# How much do you talk about yourself at work?



## Dan the man (Jul 4, 2013)

I mean besides whatever your responsibilities are. Meaning more personal information: likes/dislikes.


Some co-workers I'm a little more comfortable with than others sharing personal stories. My supervisors for the most part I don't get too into my personal life unless there's something going on it that might effect my job. 

I don't use social media but would be uncomfortable friending people on it.


----------



## zonebox (Oct 22, 2012)

When I had coworkers, we mostly just joked around but also talked about hobbies. I kept it pretty superficial though, nothing very personal. I do have facebook, and it sucked, I also remember my boss reading over a coworker's facebook when they called out - complete violation of privacy in my opinion, although at the same time foolish for the coworker to post what he had been doing that day. I locked down my profile shortly after that, because my account was mostly used for family and keeping in touch with people I had lost contact with over the years. Once it became a tool for my employers, I did not like using it as much.

LISTED ENTRIES ▸
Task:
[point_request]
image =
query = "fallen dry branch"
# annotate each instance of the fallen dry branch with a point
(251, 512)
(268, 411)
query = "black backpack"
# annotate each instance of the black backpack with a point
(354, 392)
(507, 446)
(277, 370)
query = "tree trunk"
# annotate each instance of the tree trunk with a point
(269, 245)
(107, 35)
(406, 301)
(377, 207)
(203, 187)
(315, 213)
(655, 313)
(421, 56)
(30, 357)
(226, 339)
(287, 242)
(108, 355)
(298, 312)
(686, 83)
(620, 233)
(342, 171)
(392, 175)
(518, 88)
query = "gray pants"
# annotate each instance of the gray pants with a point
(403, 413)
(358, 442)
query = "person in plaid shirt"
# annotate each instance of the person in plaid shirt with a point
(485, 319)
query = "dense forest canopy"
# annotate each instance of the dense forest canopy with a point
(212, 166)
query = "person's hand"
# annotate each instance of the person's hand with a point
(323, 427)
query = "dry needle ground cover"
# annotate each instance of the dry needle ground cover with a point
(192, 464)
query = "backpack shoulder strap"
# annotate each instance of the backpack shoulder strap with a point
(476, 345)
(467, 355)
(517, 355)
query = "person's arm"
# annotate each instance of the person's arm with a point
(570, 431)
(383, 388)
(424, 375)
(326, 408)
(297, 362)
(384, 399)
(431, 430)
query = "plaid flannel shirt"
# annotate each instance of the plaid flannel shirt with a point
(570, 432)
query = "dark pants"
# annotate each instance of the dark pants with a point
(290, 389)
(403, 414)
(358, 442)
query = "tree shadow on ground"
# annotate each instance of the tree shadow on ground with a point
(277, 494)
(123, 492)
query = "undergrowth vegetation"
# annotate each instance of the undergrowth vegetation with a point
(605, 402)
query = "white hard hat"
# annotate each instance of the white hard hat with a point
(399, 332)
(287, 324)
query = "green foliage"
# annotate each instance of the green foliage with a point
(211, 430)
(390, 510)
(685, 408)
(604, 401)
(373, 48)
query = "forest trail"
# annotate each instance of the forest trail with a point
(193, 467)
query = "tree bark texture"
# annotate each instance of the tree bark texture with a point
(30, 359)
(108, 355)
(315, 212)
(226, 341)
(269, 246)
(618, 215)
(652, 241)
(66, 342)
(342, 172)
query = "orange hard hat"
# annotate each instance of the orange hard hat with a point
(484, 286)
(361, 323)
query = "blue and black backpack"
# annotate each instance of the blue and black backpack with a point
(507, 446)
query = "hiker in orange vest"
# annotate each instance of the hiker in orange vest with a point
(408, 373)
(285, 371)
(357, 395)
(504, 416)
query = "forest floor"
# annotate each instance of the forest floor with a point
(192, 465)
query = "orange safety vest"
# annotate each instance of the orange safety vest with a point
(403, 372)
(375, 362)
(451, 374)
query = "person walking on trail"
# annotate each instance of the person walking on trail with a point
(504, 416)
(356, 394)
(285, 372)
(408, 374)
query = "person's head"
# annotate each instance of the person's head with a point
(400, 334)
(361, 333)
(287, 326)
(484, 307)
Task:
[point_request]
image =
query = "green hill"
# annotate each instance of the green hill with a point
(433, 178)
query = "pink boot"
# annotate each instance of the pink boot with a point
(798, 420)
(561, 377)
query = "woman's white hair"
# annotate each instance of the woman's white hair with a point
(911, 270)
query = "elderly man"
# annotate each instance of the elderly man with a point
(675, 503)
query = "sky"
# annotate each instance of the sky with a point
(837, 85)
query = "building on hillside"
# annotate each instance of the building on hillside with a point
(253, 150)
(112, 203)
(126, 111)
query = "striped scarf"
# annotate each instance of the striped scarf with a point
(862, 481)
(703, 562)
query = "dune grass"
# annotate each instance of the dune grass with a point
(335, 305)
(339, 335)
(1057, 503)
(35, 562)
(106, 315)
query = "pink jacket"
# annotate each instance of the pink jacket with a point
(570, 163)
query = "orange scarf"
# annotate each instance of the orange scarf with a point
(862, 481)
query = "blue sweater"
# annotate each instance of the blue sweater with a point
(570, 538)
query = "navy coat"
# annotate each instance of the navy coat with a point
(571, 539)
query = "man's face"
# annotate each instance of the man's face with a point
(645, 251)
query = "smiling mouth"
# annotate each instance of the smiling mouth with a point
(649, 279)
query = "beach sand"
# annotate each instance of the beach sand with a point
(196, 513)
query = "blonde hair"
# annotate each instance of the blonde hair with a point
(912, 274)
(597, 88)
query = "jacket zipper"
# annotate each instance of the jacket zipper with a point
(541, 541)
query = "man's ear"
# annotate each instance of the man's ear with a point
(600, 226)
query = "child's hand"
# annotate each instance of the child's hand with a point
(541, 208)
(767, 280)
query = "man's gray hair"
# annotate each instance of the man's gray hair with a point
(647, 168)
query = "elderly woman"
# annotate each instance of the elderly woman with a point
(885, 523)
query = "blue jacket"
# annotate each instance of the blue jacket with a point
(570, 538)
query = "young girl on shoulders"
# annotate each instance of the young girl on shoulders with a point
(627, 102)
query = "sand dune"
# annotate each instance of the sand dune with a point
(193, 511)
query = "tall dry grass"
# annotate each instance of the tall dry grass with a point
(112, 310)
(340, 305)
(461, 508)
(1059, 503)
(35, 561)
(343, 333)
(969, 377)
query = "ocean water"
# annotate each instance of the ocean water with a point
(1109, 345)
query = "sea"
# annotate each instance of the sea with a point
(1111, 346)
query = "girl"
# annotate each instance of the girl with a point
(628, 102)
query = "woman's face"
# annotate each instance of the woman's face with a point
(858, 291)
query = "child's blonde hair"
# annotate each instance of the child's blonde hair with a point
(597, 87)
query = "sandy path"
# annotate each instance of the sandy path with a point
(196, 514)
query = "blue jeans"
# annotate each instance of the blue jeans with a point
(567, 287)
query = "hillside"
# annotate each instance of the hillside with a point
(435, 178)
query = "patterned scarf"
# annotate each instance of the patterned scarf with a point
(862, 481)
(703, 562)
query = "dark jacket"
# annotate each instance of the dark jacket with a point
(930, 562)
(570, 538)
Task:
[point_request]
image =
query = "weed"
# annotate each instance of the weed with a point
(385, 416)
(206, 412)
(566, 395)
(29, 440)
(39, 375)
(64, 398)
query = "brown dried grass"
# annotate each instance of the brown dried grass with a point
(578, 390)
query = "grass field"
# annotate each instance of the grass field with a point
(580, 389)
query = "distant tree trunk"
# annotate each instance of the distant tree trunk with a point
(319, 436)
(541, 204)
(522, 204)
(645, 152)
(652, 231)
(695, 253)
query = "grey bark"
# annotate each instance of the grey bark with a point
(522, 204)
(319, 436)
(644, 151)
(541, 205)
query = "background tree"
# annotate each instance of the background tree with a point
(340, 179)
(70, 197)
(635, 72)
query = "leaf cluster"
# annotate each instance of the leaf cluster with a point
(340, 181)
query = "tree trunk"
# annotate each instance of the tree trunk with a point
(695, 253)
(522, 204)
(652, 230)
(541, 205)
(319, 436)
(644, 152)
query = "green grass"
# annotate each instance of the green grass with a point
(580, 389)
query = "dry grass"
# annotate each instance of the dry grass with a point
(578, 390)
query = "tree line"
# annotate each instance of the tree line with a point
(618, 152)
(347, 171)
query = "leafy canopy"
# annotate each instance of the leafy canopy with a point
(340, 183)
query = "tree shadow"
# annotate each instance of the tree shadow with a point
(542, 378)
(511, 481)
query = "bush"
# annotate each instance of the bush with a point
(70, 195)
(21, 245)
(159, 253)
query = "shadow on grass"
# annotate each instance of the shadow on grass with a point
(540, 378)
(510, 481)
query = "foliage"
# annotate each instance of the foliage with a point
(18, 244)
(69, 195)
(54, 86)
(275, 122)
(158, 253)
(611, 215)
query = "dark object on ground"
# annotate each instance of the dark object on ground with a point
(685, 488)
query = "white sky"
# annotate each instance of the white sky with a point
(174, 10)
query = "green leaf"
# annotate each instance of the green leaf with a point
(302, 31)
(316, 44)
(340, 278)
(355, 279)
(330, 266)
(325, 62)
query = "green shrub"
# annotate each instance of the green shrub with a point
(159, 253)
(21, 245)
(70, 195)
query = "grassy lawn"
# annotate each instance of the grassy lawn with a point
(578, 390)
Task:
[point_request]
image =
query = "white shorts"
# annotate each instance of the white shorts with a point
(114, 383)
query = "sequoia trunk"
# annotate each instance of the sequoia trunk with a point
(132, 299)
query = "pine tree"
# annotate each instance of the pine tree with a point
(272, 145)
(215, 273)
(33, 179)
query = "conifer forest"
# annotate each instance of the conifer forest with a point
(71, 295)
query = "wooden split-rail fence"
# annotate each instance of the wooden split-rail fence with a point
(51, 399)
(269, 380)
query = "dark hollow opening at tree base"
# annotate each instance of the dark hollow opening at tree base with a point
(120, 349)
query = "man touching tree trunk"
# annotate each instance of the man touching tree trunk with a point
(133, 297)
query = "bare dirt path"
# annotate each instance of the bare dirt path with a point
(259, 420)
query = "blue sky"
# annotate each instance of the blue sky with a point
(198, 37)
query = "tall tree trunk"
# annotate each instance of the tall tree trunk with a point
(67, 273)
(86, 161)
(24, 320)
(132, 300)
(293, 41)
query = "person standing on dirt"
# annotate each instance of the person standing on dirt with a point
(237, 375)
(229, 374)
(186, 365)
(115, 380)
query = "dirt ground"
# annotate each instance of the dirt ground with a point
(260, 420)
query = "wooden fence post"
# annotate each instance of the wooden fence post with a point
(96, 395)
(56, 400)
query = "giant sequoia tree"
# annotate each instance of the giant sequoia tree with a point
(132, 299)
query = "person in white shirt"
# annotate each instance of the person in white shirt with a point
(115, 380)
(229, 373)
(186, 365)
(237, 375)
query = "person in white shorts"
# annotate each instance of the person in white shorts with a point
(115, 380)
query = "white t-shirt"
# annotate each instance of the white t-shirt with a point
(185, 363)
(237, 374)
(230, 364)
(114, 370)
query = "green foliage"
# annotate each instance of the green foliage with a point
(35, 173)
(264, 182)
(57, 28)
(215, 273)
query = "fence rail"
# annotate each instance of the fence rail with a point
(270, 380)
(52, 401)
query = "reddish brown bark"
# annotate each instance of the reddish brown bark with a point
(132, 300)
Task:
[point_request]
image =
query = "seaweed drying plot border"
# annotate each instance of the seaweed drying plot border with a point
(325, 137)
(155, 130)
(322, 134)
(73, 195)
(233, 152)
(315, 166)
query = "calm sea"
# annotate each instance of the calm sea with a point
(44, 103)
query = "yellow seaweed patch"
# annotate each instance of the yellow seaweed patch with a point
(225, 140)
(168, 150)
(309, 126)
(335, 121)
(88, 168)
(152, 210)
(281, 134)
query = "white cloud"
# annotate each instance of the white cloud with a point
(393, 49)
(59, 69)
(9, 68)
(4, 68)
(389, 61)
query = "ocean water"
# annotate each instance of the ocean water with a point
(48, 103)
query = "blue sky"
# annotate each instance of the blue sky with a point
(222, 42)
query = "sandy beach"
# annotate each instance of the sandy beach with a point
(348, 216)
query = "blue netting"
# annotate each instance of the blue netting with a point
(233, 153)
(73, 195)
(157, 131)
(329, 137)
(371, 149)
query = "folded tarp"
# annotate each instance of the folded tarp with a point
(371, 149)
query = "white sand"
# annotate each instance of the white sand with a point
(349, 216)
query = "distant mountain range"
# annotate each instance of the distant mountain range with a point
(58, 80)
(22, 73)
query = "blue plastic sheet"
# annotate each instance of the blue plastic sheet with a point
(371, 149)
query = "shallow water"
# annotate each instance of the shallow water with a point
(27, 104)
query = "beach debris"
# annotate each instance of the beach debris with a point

PROBLEMS ▸
• a. Could you retype the thread on talking about yourself at work, everything from "## Dan the man" down to "people on it."?
• b. What comes next in the thread on talking about yourself at work? Write it, picking up after its last sentence.

IN RESPONSE ▸
• a.
## Dan the man (Jul 4, 2013)

I mean besides whatever your responsibilities are. Meaning more personal information: likes/dislikes.


Some co-workers I'm a little more comfortable with than others sharing personal stories. My supervisors for the most part I don't get too into my personal life unless there's something going on it that might effect my job. 

I don't use social media but would be uncomfortable friending people on it.

• b.
Inevitably, a coworker asked be my friend on facebook when the topic came up. Once I was friended with them, other coworkers saw that, and sent out requests. Shortly after that, is when I started to be careful with what I posted.. then with the elections and polarization of people I just decided to block most people from seeing my posts and also block their messages from my profile feed.

It is better just not to have it, imo.


----------



## either/or (Apr 27, 2020)

I try to avoid bringing attention to myself wherever I am, especially at work. It makes me uncomfortable. I never offer information about myself or bring up anything personal. I try to steer conversations away from me. The less they know about me the better. They just wouldn't understand my solitary lifestyle. So I feel it's best to just keep it professional.


----------



## pheniboner (Feb 9, 2016)

I never revealed anything about myself because that's what they would use to make fun of me behind my back. So the less anyone knew about me the better.


----------



## jojy1 (May 31, 2021)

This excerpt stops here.